## Consignes
Selon le texte source, dans quoi la consultation et le traitement psychiatrique prennent-ils leur source ?

Courrier adressé au directeur

des Caisses du Vaucluse.

 

Nous avons été informés du projet de "filière 84" et en avons pu lire le projet. Si vous n'avez pas daigné nous consulter et nous faire participer à ce projet, nous nous permettons de vous faire part de nos réflexions et de notre position sur cette éventuelle filière 84.

Nous devons aborder cette question en tant que médecin et depuis notre pratique psychiatrique française. Le fondement même de l'éthique de notre pratique s'appuyant sur la relation patient/médecin à l'intérieur d'un cadre nécessitant confidentialité et confiance, la consultation et le traitement psychiatrique prennent leur source dans la demande du patient. La nécessité de confidentialité et de discrétion font que cette demande s'adresse la plupart du temps directement au psychiatre puisqu'il est difficile, voire impossible le plus souvent, aux patients de parler de leur souffrance psychique et de demander une consultation psychiatrique à leur médecin de famille dont ils se sentent trop proches ou trop éloignés pour qu'il y ait neutralité permettant de mettre à l'écart la honte liée aux difficultés psychiques et d'établir le cadre d'une relation thérapeutique.

Si pour de rares patients la transition par leur médecin de famille n'était pas un obstacle à la mise en place à posteriori de l'instauration d'une relation thérapeutique avec le psychiatre, le caractère obligatoire de ce passage annoncé dans ces filières est une entrave à l'établissement de cette relation : celle-ci, s'originant dans la demande du patient, ne peut se construire dans l'injonction ou dans une démarche constituée d'obligations.

## Données d'étude
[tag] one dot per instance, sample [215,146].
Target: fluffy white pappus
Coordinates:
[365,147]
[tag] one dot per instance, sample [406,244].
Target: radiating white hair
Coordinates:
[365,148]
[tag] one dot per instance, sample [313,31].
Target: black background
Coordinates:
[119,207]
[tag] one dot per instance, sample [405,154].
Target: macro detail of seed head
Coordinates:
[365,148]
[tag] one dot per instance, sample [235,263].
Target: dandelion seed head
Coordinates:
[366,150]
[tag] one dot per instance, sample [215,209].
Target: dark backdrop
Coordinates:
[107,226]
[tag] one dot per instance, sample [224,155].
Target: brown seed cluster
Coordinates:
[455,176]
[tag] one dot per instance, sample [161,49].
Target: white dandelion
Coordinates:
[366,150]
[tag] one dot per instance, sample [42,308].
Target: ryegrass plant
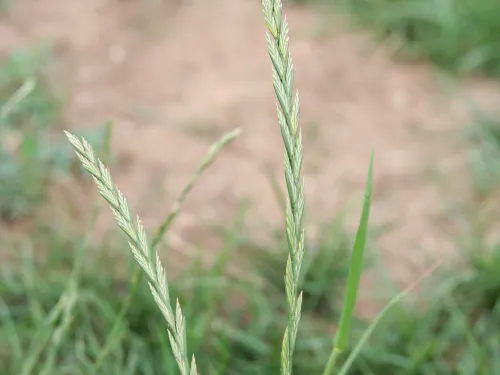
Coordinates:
[148,258]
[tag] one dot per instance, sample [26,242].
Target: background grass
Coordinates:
[462,36]
[449,328]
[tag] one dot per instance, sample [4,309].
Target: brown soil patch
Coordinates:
[174,76]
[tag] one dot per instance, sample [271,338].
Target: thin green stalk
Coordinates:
[160,233]
[67,301]
[288,118]
[354,277]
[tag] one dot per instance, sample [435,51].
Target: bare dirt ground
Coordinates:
[175,76]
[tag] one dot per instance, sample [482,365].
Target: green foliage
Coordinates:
[32,150]
[460,35]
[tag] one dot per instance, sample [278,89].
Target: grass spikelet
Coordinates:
[147,259]
[288,118]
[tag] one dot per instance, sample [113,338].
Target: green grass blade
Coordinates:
[356,265]
[366,335]
[354,275]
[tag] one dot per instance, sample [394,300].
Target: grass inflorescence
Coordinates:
[74,312]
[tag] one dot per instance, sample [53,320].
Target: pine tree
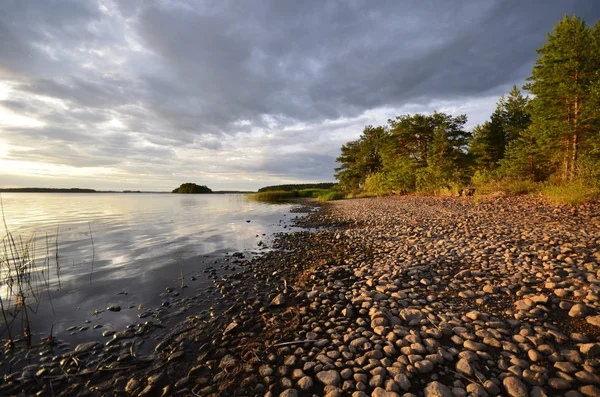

## Réponse
Dans la demande du patient.